WORK TO COMPLETE:
Every record, apart from its pictures, should be repeated exactly.

SUPPLIED INFORMATION:
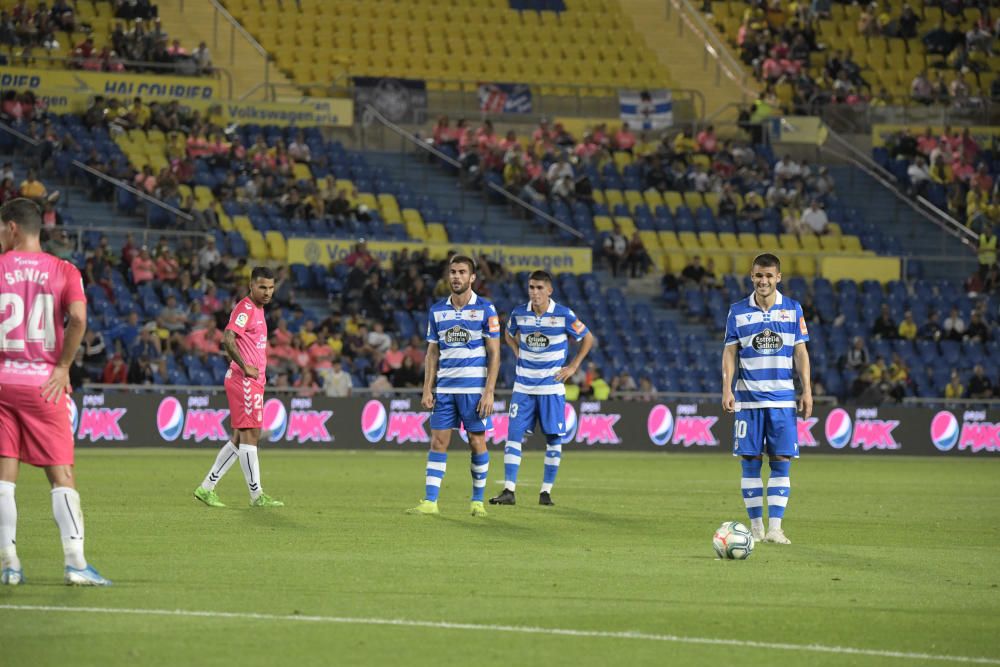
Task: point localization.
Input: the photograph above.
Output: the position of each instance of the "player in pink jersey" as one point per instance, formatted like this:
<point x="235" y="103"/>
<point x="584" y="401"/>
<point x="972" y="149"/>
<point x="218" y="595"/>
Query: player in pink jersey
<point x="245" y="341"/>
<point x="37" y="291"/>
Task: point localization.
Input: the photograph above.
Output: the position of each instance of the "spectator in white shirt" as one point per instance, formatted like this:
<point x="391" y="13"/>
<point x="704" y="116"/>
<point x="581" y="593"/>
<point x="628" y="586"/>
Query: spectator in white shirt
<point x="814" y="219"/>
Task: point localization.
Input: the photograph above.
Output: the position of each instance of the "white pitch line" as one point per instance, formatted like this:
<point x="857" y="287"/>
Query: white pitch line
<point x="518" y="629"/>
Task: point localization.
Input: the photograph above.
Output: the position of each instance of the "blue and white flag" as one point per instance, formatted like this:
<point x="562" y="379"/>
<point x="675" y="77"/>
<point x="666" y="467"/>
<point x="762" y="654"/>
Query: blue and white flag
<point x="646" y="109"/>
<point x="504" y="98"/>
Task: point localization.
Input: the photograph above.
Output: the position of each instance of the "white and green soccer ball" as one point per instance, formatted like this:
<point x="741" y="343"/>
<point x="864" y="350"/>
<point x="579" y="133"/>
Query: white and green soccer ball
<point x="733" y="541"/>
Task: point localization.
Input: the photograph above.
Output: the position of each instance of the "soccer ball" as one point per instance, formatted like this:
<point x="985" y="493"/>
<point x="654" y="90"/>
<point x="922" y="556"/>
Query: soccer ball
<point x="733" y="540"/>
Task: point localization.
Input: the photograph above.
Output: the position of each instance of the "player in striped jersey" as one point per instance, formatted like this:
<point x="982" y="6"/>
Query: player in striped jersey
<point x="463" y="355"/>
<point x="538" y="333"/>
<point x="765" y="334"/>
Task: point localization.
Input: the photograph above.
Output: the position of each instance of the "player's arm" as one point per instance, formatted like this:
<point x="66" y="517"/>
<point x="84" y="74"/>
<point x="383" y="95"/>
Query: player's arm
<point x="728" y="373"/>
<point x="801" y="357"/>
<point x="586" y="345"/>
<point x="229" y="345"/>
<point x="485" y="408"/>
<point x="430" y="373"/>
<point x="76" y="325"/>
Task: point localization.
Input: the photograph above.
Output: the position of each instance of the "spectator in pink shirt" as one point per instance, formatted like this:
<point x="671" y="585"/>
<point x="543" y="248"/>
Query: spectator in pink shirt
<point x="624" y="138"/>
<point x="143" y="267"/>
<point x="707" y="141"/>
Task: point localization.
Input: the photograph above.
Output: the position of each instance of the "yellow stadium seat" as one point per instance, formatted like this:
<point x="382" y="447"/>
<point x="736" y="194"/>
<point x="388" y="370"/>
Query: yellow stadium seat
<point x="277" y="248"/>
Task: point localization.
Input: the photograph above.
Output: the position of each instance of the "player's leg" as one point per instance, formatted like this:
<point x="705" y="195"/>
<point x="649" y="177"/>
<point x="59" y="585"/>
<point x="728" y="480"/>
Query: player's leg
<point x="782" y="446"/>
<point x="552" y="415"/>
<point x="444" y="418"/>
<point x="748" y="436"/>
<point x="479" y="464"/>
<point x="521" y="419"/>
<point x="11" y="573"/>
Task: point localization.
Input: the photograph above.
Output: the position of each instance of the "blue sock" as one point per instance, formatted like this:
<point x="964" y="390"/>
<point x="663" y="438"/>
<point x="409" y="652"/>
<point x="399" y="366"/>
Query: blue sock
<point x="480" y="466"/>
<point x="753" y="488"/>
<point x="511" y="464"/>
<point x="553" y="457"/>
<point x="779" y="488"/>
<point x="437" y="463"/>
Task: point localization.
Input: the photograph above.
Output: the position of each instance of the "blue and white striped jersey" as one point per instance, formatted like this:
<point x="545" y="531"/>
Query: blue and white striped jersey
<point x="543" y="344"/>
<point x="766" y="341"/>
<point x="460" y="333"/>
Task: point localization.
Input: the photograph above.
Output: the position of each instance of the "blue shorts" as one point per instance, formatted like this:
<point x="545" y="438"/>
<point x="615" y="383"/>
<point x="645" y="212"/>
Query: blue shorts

EXERCISE OUTPUT:
Task: point localization.
Input: the photograph above.
Output: the position of each instance of the "player in pink jersey" as one point per instance, formatted like this:
<point x="235" y="103"/>
<point x="584" y="401"/>
<point x="972" y="149"/>
<point x="218" y="595"/>
Query: player in pink jersey
<point x="245" y="341"/>
<point x="37" y="291"/>
Task: point localization.
Input: the photograph above.
Output: the position of each instance of the "spectator in white shirt" as one point per instance, formatted like this:
<point x="391" y="13"/>
<point x="704" y="116"/>
<point x="581" y="593"/>
<point x="628" y="586"/>
Query: spectator in white shirt
<point x="814" y="219"/>
Task: point localization.
Input: the photograph above.
Output: the position of each instance of the "white pitch line" as one point per instance, formatted like this:
<point x="857" y="287"/>
Query: white pitch line
<point x="518" y="629"/>
Task: point localization.
Input: the photograph above.
Output: the position of each instance of the "blue and white flag" as one point per instance, formatted like this:
<point x="562" y="379"/>
<point x="675" y="77"/>
<point x="666" y="467"/>
<point x="762" y="654"/>
Query: blue and white flag
<point x="646" y="109"/>
<point x="504" y="98"/>
Task: point localization.
Input: the photograph above.
Output: the position of each instance of the "white and green soccer ball" as one point per instance, formatted like this:
<point x="741" y="343"/>
<point x="864" y="350"/>
<point x="579" y="133"/>
Query: white and green soccer ball
<point x="733" y="541"/>
Task: point localization.
Input: the photograph above.
Output: the position of each instance of the "soccer ball" as one point per instance, formatted like this:
<point x="985" y="493"/>
<point x="654" y="90"/>
<point x="922" y="556"/>
Query: soccer ball
<point x="733" y="540"/>
Task: point localization.
Input: the photograph above.
Output: the position of each instance of the "player in striped jersey" as one point per instance, formatted like this:
<point x="982" y="6"/>
Query: player in striped jersey
<point x="463" y="355"/>
<point x="538" y="333"/>
<point x="765" y="334"/>
Task: point localization.
Input: the photograph above.
Output: the position of each instance of the "player's arm" as one point per instance, formatted like this:
<point x="66" y="517"/>
<point x="84" y="74"/>
<point x="383" y="95"/>
Query: player's arm
<point x="728" y="373"/>
<point x="801" y="357"/>
<point x="586" y="345"/>
<point x="229" y="345"/>
<point x="485" y="408"/>
<point x="430" y="373"/>
<point x="76" y="325"/>
Task: point localization.
Input: the photograph above.
Output: the position of each instance of the "spectator in pink shirt" as one point per instance, formatted like this:
<point x="671" y="585"/>
<point x="543" y="248"/>
Query: spectator in pink shirt
<point x="624" y="138"/>
<point x="143" y="267"/>
<point x="707" y="141"/>
Task: point localization.
Input: the photograph above.
Output: the position of each instance of the "yellow stadium seat" as one point per instance, formatted like this:
<point x="382" y="447"/>
<point x="736" y="194"/>
<point x="388" y="370"/>
Query: yellow stadium seat
<point x="277" y="248"/>
Task: point localization.
Input: the photograph above.
Output: the position of each instance of the "player's leg" as one point per instance, formatted like this:
<point x="705" y="195"/>
<point x="649" y="177"/>
<point x="59" y="585"/>
<point x="728" y="480"/>
Query: player's leg
<point x="782" y="446"/>
<point x="552" y="415"/>
<point x="444" y="418"/>
<point x="748" y="436"/>
<point x="479" y="464"/>
<point x="521" y="419"/>
<point x="11" y="573"/>
Task: point localization.
Input: the photograph above.
Output: the position of each instance of the "blue sock" as one point per instance, formatted like this:
<point x="964" y="390"/>
<point x="663" y="438"/>
<point x="409" y="652"/>
<point x="399" y="366"/>
Query: blue sock
<point x="480" y="466"/>
<point x="753" y="488"/>
<point x="511" y="464"/>
<point x="553" y="457"/>
<point x="779" y="488"/>
<point x="437" y="463"/>
Task: point localization.
Input: the photograph above.
Output: the position of each instance of the "blue and white striped jersey" as one point per instance, formatted like this:
<point x="545" y="531"/>
Query: blue and white striped jersey
<point x="543" y="344"/>
<point x="766" y="341"/>
<point x="460" y="333"/>
Task: point localization.
Input: the photograph above.
Output: the position of each instance of the "blue shorts" as one point per instance, formatted like this:
<point x="545" y="438"/>
<point x="615" y="383"/>
<point x="645" y="212"/>
Query: blue shorts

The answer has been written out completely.